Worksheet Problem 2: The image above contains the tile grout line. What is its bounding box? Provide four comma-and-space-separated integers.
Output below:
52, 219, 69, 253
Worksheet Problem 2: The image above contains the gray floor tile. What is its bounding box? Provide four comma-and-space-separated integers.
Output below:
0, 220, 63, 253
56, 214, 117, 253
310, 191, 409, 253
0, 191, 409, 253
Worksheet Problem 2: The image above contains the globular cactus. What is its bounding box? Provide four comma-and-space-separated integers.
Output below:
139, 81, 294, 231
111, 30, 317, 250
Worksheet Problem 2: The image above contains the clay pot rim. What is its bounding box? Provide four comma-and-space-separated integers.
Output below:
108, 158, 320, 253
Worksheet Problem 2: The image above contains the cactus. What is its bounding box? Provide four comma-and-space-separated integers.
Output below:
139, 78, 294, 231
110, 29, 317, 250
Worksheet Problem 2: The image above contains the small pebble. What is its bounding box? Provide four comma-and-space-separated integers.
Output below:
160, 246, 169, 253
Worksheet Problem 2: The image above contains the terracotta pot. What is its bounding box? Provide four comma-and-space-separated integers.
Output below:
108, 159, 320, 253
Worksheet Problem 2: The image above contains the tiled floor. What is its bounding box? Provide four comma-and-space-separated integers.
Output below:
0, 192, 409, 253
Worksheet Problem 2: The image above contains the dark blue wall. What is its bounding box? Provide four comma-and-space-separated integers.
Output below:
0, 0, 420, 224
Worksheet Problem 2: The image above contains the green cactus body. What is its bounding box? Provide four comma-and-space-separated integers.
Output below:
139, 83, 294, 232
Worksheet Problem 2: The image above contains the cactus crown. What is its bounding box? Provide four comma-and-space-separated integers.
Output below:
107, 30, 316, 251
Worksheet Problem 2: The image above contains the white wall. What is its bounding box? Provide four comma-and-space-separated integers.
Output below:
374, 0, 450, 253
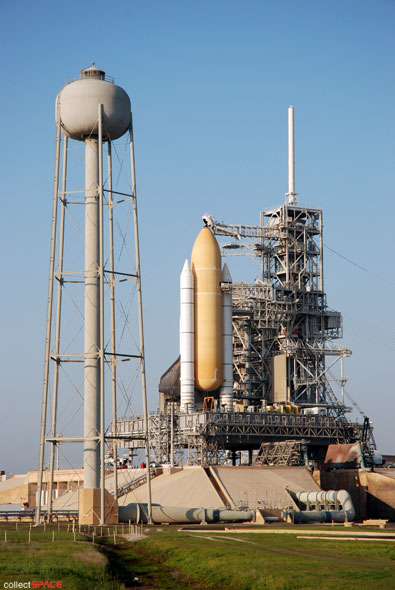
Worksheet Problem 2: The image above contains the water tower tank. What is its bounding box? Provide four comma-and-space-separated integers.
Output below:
56, 63, 130, 141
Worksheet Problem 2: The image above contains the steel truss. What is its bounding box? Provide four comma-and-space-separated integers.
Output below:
203, 205, 351, 416
117, 412, 362, 465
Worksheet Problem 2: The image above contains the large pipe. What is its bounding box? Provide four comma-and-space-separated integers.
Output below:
84, 139, 100, 488
119, 503, 255, 524
287, 489, 355, 523
220, 263, 233, 412
180, 260, 195, 412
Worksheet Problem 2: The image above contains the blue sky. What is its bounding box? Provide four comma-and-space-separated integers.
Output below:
0, 0, 395, 472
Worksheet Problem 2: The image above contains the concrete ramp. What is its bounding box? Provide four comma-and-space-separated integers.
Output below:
211, 466, 320, 509
119, 466, 226, 508
54, 466, 320, 510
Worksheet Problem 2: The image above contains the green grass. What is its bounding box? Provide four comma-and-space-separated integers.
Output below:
0, 524, 123, 590
0, 524, 395, 590
125, 531, 395, 590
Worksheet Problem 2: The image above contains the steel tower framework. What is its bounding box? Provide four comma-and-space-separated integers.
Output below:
36, 68, 150, 524
204, 204, 351, 415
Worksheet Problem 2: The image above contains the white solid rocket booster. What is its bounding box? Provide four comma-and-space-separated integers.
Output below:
180, 259, 195, 412
220, 263, 233, 411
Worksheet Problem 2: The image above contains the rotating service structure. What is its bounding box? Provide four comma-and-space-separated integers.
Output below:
36, 63, 149, 524
118, 106, 368, 465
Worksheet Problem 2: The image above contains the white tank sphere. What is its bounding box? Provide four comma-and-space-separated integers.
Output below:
55, 63, 130, 141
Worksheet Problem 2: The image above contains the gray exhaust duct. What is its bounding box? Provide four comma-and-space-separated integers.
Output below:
287, 489, 355, 524
119, 503, 255, 524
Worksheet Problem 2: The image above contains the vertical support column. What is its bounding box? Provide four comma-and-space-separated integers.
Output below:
129, 113, 152, 523
98, 104, 106, 525
170, 402, 174, 467
286, 105, 296, 205
35, 119, 61, 524
108, 140, 118, 499
180, 260, 195, 412
48, 136, 68, 520
84, 139, 100, 488
220, 263, 233, 412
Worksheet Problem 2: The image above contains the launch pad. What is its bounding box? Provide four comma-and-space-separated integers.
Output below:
114, 412, 362, 466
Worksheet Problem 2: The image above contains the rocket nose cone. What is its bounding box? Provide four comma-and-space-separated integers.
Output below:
191, 226, 221, 268
222, 262, 232, 283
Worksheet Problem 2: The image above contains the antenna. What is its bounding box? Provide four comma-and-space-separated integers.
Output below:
285, 105, 298, 205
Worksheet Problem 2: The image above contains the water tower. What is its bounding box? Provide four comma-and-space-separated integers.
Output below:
36, 63, 149, 524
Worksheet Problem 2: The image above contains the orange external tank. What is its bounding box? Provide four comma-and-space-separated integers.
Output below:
191, 227, 223, 391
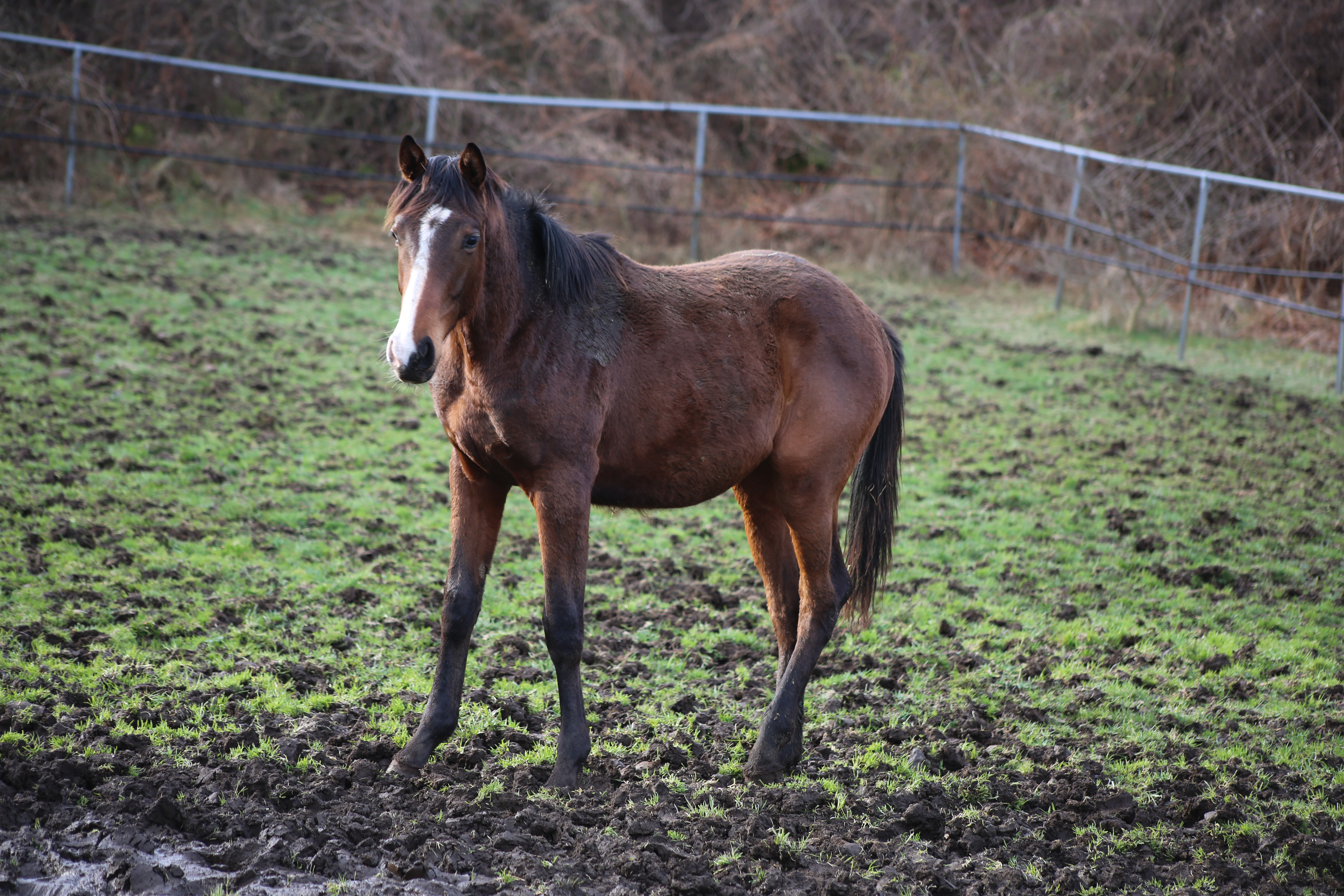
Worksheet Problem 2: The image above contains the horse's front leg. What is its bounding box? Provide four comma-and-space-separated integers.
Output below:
531, 472, 593, 787
387, 450, 509, 775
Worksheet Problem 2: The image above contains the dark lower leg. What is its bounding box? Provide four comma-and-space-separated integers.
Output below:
531, 477, 593, 787
746, 516, 839, 779
734, 483, 798, 685
388, 451, 508, 775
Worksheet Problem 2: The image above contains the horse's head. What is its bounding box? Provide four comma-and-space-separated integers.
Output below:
387, 136, 492, 383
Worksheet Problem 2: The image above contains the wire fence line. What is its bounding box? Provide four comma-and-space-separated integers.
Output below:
0, 31, 1344, 392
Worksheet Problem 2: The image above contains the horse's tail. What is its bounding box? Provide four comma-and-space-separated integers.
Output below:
845, 324, 906, 626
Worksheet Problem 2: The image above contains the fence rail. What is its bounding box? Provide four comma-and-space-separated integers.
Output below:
0, 31, 1344, 394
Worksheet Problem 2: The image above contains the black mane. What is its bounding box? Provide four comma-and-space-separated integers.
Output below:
501, 187, 621, 309
388, 156, 621, 310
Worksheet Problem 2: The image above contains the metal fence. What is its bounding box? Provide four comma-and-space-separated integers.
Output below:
0, 31, 1344, 392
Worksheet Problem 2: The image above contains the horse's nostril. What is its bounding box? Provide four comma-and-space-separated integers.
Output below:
410, 336, 434, 367
396, 336, 434, 383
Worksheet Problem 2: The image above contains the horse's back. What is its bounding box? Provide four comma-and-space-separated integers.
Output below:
594, 251, 891, 506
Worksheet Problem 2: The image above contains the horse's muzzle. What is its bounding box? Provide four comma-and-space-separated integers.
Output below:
396, 336, 434, 383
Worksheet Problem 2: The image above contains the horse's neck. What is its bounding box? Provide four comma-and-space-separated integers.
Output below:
460, 239, 536, 363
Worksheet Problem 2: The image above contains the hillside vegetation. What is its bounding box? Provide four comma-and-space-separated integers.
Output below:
0, 0, 1344, 351
0, 207, 1344, 896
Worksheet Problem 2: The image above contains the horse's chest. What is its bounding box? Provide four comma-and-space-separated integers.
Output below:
440, 400, 538, 476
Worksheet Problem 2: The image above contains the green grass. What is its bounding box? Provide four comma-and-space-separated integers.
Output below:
0, 205, 1344, 862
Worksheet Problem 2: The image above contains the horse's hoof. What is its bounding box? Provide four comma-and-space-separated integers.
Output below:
742, 764, 785, 784
546, 768, 579, 790
387, 756, 421, 778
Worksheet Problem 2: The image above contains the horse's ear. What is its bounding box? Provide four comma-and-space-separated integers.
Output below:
457, 144, 489, 192
396, 134, 429, 180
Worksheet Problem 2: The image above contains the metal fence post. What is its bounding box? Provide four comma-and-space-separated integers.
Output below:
1335, 299, 1344, 395
66, 47, 83, 206
425, 94, 438, 156
691, 109, 710, 262
1176, 177, 1208, 361
1055, 156, 1087, 312
952, 130, 966, 274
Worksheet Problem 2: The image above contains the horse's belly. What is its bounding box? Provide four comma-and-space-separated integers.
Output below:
593, 438, 770, 509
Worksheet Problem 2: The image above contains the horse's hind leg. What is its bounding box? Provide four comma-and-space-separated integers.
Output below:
732, 467, 795, 682
746, 485, 849, 780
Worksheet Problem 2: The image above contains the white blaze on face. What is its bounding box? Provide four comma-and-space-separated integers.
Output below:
387, 206, 453, 367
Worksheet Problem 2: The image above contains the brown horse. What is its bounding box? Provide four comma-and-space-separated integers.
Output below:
387, 137, 903, 787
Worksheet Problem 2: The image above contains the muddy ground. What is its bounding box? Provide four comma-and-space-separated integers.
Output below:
0, 218, 1344, 896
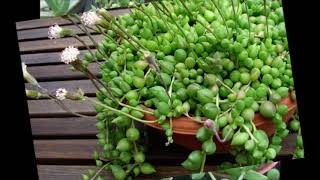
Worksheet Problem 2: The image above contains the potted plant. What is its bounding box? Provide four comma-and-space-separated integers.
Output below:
^^^^^^^^^^^^^^^^
INSTRUCTION: Reproduce word for word the lines of the records that start with the line containing "Worksheet Problem 2: The image above contains the gray floor" and go on through the line containing "110, 29, 317, 250", including both of those lines.

RESPONSE TO THIS TASK:
Worksheet Problem 2: The image above contains the gray floor tile. What is its bounding box? Provide four comma-and-space-separated integers.
Output below:
0, 220, 63, 253
56, 214, 117, 253
310, 191, 409, 253
0, 191, 409, 253
Worksheet Problem 2: The image above contains the globular cactus. What is its bounding box? Provide four comma-and-space-separated integers.
Output below:
139, 81, 294, 231
111, 30, 317, 250
Worksheet Problem 2: The image above contains the clay pot rim. What is its bounding box? Provide four comma-and-space-separated integers.
Output below:
108, 158, 320, 253
Worksheet Problem 2: The image above contains the cactus. What is its bounding box? Provide four comma-and-space-separated integers.
Output below:
139, 78, 294, 231
110, 29, 317, 250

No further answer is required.